- _Record set_
--- --- ---
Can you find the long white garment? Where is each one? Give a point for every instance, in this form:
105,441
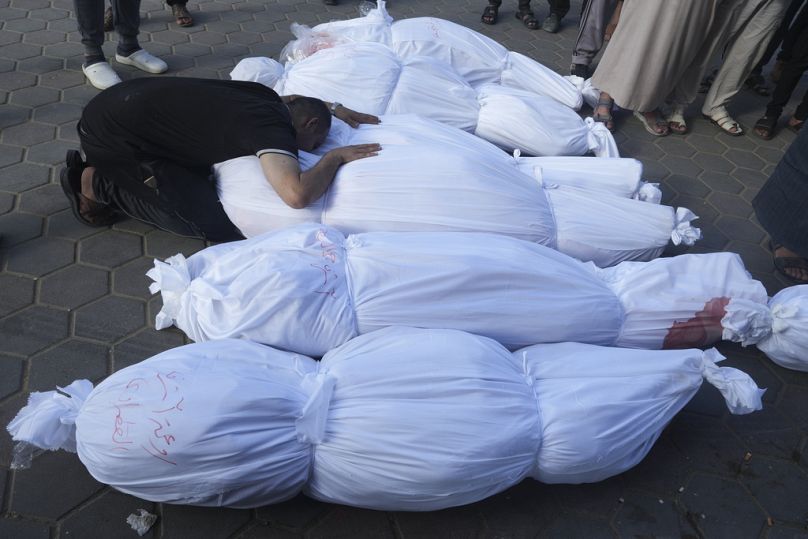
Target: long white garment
309,289
430,176
371,78
400,419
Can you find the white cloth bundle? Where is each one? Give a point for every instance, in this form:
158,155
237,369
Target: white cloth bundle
400,419
513,291
371,78
430,176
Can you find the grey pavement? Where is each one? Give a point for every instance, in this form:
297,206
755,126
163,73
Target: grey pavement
74,304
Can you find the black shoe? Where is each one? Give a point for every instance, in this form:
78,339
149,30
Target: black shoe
98,215
552,23
579,70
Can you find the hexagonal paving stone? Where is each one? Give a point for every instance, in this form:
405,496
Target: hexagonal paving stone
644,515
110,248
74,486
144,345
41,64
73,286
110,319
65,225
723,508
19,178
50,153
15,293
19,227
66,362
161,244
203,522
44,200
21,527
353,523
20,51
131,280
13,115
44,37
28,134
463,521
41,256
11,381
105,516
33,329
779,486
707,443
297,513
7,201
58,113
34,96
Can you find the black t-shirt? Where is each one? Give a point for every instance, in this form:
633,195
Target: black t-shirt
190,121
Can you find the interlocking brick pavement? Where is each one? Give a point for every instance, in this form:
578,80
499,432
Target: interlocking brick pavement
74,303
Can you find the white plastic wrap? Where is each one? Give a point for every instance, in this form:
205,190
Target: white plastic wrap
400,419
513,291
430,176
535,124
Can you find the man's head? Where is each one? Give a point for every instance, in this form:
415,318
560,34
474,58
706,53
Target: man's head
311,119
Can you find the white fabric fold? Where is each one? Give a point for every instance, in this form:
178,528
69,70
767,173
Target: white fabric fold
747,322
601,142
48,421
310,426
171,278
741,394
683,231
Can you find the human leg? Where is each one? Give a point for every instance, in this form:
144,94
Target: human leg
595,16
745,49
126,14
792,72
491,12
558,8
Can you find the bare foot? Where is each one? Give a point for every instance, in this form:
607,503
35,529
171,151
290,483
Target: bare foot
796,268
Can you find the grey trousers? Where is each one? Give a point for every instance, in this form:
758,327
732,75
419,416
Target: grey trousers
90,18
748,39
594,18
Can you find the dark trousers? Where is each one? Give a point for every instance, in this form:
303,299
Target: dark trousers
177,198
781,203
790,77
90,18
559,7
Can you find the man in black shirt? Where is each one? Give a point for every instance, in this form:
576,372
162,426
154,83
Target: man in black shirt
150,144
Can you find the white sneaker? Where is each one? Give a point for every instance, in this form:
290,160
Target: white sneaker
143,61
101,75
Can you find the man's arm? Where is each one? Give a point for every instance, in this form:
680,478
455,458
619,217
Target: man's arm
349,116
297,189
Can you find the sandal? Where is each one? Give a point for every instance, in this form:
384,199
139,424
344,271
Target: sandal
96,214
757,83
604,118
676,121
659,123
182,16
784,263
528,19
764,128
490,14
726,123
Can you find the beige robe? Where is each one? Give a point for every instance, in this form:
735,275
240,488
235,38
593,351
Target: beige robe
659,51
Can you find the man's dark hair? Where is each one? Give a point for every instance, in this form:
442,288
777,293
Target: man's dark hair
310,107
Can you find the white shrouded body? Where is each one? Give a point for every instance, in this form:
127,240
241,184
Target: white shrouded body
399,419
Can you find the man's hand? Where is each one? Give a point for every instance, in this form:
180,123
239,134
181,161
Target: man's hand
353,118
346,154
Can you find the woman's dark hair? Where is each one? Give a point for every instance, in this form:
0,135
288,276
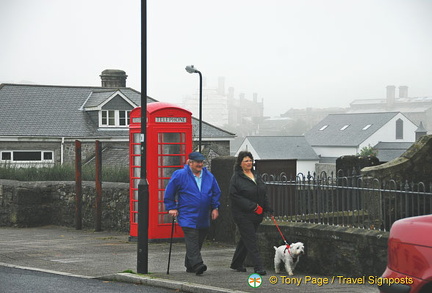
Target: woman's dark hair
240,158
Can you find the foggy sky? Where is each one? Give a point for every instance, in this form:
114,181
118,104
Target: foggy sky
293,54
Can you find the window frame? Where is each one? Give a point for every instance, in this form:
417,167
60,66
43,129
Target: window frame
114,118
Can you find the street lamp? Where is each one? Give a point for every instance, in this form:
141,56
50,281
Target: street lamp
192,69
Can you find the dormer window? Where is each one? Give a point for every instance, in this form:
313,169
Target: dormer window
114,118
324,127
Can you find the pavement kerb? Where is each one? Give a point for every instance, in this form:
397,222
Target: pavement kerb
168,284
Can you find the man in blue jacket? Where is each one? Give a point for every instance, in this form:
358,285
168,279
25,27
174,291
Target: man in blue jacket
197,193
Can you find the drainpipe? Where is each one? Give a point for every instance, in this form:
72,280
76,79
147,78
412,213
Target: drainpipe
62,151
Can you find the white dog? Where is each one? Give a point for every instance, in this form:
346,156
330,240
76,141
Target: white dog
289,255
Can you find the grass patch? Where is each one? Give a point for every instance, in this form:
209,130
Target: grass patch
63,173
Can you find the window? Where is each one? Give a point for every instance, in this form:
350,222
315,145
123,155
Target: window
324,127
399,129
27,158
114,118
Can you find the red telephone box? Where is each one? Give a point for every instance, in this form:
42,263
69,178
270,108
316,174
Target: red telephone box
169,141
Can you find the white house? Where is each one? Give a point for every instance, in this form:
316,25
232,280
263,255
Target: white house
346,134
276,154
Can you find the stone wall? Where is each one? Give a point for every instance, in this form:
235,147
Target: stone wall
414,165
28,204
329,250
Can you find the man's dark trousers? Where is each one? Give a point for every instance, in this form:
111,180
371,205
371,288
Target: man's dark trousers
248,244
194,239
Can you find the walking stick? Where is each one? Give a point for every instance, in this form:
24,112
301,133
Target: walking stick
172,235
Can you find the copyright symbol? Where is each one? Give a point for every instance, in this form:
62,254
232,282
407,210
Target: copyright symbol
273,279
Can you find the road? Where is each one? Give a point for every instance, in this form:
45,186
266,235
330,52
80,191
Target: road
14,280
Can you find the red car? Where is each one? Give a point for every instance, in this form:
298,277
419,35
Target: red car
409,260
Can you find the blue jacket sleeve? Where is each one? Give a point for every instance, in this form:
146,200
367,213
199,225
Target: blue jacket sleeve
216,194
170,193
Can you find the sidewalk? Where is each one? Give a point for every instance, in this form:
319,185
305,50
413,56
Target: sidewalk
105,255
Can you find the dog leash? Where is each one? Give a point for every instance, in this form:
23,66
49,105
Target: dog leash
280,232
--- --- ---
- _The exercise_
Make an exact copy of every line from the one with "Can you find the drainpipe?" to the end of the data, with the first and last of those lines included.

- _Task answer_
Can you find the drainpipe? Where is each one? Give a point for every instance, in this form:
72,280
76,79
147,78
412,213
Target: drainpipe
62,151
Can you find the white dog? Where is each one? Give a point for every instance, in this form:
346,156
330,240
76,141
Target: white dog
289,255
Can you find the grass patch? Where is each one? Give a point for every instance, in this form:
209,130
Target: grass patch
63,173
Can you find the window? Where is each one? Give a point for every instance, in this form:
350,222
315,145
123,155
Target: window
324,127
399,129
27,158
114,118
Can you find the red telephone box? Where is each one? Give a point for every instance, in this form:
42,263
69,178
270,108
316,174
Target: red telephone box
169,141
Can you find the white house? Where is each one? Give a point for every instance, in this form:
316,25
232,280
263,255
Target: white house
346,134
276,154
Can you find the stone wall? Where is each one? Give a point for every instance, in this form:
235,147
Target: stone wall
414,165
28,204
329,250
Can you find the man's dark trousers? Where is each one? Give a point for every instance, in this form:
111,180
371,205
371,288
Target: man's dark trousers
248,244
194,239
Can you find the walking stick? Where is each one? Give a point for every instance, in this form:
24,112
301,133
Target: walking stick
172,235
Can you find the copyright symbol? Where is each one? Give a point for every instance, in this form:
62,254
232,282
407,210
Target: copyright symbol
273,279
Can you find the road? Where is each one? Give a point for every instance, in this form:
45,186
266,235
330,52
80,191
Target: road
14,280
Can you find the red car? Where is each one? Give a point for every instance, in this form:
298,277
419,35
Target: red car
409,260
Can you find the blue jacket sleeve? Where is each one? Give a point for every instance, in this form:
146,200
367,213
199,225
Target: blue jacket sleeve
216,194
170,193
Can you find the sidewalk? Where is each one? Give a point for every instance, in this form:
319,185
305,50
413,56
Target: sidewalk
105,255
Can you find the dog leash? Where is each one? Give a point for every instance, in this form:
23,66
49,105
Target: dog leash
280,232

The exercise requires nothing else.